▸ The input
/---
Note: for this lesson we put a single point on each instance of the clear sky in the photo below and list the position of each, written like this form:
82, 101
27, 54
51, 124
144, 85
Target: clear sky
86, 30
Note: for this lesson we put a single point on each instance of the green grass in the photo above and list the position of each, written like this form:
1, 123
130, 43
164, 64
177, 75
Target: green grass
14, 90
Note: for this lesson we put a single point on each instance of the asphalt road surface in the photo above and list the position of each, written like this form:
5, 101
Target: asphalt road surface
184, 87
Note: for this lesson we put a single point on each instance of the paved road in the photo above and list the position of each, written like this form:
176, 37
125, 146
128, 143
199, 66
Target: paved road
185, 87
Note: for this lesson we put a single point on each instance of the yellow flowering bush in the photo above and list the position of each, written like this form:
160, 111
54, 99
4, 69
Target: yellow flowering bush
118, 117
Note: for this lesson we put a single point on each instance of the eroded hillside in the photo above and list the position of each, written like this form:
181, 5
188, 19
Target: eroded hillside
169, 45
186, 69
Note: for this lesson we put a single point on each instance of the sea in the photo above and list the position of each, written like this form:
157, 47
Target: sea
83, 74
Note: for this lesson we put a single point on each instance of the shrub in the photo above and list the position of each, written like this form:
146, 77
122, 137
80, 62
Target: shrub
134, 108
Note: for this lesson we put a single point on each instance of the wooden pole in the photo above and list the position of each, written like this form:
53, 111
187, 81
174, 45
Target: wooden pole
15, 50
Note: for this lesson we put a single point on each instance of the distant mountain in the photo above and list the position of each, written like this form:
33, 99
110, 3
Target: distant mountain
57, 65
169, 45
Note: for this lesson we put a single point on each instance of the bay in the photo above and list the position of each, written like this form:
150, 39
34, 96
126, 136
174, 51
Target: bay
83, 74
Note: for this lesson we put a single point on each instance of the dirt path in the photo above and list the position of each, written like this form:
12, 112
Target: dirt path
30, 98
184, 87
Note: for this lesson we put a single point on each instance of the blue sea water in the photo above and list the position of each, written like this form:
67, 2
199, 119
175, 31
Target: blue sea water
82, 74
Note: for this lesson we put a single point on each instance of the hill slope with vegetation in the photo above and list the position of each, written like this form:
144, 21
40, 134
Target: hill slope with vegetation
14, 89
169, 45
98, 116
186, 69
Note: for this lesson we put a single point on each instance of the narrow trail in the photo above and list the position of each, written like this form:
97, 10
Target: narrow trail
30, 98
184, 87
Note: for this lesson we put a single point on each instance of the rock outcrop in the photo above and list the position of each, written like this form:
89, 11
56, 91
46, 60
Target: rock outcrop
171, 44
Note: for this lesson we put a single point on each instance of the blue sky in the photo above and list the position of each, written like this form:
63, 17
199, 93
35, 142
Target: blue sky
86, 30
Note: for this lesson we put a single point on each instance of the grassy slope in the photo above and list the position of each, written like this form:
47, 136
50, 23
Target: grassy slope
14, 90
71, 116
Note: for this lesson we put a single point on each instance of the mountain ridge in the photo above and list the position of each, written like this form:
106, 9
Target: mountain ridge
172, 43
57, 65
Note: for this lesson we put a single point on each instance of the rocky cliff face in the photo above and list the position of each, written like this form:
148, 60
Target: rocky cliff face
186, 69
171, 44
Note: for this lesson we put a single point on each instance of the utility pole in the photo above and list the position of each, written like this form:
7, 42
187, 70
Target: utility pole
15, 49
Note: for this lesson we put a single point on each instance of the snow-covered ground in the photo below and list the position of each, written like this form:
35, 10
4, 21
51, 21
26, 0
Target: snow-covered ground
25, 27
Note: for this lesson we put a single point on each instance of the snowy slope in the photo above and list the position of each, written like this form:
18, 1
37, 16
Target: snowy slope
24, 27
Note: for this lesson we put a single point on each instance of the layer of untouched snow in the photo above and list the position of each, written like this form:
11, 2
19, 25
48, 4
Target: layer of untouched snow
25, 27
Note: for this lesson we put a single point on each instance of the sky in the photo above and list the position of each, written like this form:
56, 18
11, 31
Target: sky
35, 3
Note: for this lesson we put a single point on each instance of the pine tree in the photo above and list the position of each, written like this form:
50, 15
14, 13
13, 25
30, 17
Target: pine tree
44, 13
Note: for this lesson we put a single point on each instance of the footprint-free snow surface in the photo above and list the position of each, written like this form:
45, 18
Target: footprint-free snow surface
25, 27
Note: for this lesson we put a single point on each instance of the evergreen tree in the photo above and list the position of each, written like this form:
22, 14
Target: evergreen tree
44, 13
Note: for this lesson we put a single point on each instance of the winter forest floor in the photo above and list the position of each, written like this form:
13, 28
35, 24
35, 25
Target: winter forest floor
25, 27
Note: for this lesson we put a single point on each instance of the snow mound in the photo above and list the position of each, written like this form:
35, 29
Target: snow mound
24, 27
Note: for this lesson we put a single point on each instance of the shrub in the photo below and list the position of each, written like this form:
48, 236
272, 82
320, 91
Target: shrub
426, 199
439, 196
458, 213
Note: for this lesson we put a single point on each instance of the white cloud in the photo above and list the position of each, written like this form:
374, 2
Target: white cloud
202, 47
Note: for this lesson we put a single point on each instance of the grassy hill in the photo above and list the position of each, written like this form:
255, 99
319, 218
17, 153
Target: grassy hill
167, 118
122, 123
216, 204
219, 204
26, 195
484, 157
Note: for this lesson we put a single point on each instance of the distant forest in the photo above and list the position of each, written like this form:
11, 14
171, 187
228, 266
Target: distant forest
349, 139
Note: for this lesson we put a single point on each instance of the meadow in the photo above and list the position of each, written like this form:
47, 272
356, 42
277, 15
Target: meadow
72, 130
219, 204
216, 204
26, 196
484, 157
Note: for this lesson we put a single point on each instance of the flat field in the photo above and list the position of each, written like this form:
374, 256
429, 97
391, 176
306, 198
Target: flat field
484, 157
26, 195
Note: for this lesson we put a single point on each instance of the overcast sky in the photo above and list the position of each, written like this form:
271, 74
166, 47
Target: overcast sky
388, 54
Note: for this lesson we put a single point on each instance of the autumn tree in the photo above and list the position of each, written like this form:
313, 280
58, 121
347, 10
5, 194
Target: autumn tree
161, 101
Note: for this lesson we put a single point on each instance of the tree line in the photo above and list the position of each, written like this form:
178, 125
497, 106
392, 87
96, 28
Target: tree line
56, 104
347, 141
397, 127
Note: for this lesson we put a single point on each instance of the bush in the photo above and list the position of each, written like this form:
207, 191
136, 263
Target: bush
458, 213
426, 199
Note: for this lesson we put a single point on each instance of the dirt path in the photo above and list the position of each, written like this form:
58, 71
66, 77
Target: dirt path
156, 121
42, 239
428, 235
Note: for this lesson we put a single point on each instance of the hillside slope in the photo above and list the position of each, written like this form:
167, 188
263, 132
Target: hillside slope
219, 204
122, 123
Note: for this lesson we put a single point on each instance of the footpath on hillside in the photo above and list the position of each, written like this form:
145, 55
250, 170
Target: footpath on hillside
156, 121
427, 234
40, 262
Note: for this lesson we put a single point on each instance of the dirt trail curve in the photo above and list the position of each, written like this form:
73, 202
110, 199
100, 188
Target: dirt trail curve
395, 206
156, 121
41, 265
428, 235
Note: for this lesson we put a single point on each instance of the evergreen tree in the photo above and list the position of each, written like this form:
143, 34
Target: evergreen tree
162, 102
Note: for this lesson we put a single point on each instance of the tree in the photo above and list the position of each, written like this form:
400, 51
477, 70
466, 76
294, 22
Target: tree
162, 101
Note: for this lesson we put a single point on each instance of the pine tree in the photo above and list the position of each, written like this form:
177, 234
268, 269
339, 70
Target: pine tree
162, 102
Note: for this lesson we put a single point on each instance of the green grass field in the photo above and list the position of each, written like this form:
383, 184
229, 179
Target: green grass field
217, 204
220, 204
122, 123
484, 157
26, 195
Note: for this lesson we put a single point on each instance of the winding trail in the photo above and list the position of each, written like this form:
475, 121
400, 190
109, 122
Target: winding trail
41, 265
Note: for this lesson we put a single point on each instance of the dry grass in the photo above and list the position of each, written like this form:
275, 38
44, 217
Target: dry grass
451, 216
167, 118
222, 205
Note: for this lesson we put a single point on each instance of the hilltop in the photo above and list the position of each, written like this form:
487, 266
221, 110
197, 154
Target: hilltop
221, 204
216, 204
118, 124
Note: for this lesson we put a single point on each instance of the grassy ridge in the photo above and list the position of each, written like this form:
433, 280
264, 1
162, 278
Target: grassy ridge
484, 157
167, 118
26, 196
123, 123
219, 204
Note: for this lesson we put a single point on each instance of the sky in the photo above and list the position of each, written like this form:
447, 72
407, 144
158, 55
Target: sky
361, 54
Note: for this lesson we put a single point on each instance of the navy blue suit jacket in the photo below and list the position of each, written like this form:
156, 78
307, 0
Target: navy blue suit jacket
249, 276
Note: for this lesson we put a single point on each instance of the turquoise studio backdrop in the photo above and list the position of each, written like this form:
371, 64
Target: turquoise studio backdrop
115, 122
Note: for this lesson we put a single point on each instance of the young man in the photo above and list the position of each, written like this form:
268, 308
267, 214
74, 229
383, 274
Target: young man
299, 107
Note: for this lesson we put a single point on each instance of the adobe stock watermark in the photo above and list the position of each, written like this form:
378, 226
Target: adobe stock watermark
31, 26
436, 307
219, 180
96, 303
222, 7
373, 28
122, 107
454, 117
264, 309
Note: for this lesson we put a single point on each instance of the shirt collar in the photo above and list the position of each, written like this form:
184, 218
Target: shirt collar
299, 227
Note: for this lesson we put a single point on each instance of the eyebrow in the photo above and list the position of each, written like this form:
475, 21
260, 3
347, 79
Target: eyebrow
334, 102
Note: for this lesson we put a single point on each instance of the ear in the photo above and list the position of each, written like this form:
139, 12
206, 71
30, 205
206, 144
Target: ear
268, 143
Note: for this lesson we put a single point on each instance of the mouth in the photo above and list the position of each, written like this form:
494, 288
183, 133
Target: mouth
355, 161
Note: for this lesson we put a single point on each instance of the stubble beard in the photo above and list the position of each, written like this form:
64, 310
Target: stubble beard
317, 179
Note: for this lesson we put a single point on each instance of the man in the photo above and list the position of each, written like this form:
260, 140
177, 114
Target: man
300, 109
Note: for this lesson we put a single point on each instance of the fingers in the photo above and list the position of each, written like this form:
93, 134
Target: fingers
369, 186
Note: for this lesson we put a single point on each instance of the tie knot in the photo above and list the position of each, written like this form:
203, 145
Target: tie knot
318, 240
\---
▸ What is expected
The answer should be a number alone: the count of lines in the records that hold the word "below".

▸ Response for this exercise
4